## begin Data for this task

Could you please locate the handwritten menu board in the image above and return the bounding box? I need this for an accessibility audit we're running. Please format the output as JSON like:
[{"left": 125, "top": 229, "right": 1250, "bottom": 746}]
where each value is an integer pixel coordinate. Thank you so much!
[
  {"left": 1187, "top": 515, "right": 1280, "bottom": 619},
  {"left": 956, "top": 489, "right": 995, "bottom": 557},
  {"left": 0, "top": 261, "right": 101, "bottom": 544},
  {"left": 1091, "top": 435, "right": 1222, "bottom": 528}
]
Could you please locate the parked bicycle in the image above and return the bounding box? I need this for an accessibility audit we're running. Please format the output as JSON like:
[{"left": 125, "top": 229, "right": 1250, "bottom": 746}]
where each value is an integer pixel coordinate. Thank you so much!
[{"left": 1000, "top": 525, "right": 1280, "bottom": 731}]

## end Data for this task

> _What is needed_
Copy out every line above, requests included, and raise each bounding-box coordinate in the answers by 148. Leave the numbers in the requests and their sample JSON formats unchanged.

> _Result for this task_
Could you please locate the handwritten menu board in the image above and return the bounding box? I need this for an accessibility audit we're running. Please format the output as JSON like:
[{"left": 125, "top": 229, "right": 1250, "bottom": 746}]
where each value is an integer pixel coordinate. Thank you so much!
[
  {"left": 1335, "top": 663, "right": 1428, "bottom": 767},
  {"left": 1104, "top": 637, "right": 1143, "bottom": 705},
  {"left": 148, "top": 409, "right": 249, "bottom": 692},
  {"left": 1239, "top": 583, "right": 1370, "bottom": 676}
]
Could you please locate the parked bicycle in the image above and return the bounding box? I need this for an accessibility audit we're running. Please format the output as JSON like:
[{"left": 125, "top": 229, "right": 1250, "bottom": 746}]
where each value is an integer pixel coordinate. Thank you so much!
[{"left": 1148, "top": 673, "right": 1428, "bottom": 879}]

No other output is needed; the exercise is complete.